= WORK INSTRUCTION =
The records appear below. Report how many of their lines contain the word "rough", giving the number alone.

= ENTRIES SUPPLIED =
★ ★ ★ ★ ★ ★ ★
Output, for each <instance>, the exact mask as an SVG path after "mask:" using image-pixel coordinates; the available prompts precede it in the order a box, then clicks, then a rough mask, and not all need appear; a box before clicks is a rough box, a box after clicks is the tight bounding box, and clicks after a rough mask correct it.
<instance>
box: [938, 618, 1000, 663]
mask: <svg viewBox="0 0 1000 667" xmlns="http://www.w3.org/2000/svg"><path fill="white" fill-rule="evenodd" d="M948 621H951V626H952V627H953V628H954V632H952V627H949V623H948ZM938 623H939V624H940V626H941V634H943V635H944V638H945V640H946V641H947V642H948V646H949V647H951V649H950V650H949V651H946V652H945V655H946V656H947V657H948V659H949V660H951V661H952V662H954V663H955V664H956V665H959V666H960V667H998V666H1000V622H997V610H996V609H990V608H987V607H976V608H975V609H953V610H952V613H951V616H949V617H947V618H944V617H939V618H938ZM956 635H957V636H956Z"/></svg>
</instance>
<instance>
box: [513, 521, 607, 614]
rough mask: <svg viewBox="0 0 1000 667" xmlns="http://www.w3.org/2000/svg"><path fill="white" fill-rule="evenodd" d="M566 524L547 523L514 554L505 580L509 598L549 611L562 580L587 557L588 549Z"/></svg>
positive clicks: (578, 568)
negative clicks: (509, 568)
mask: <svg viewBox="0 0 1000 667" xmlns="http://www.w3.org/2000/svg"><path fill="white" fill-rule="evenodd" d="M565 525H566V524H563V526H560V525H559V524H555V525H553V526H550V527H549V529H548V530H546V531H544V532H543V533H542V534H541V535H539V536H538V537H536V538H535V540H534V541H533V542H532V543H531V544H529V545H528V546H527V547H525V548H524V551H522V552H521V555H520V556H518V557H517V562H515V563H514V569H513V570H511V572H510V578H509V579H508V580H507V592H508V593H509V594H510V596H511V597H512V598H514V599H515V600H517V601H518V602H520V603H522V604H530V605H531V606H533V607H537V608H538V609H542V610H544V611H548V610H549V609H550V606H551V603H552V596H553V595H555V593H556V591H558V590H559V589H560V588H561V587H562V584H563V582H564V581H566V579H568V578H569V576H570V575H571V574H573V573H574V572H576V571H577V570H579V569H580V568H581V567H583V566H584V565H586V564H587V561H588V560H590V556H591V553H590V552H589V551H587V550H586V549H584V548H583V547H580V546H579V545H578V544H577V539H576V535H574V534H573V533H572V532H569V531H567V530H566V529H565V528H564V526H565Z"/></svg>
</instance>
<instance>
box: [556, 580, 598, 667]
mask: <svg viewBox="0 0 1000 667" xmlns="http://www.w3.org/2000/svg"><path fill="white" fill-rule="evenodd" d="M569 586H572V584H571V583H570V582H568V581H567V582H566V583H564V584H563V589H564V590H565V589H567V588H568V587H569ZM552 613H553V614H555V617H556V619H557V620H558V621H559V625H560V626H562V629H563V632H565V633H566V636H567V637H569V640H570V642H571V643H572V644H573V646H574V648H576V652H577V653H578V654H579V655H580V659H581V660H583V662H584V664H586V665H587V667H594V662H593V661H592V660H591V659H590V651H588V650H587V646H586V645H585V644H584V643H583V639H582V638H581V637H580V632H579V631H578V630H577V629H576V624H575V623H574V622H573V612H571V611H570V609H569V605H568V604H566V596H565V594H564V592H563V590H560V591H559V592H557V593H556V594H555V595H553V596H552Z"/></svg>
★ ★ ★ ★ ★ ★ ★
= WORKED SOLUTION =
2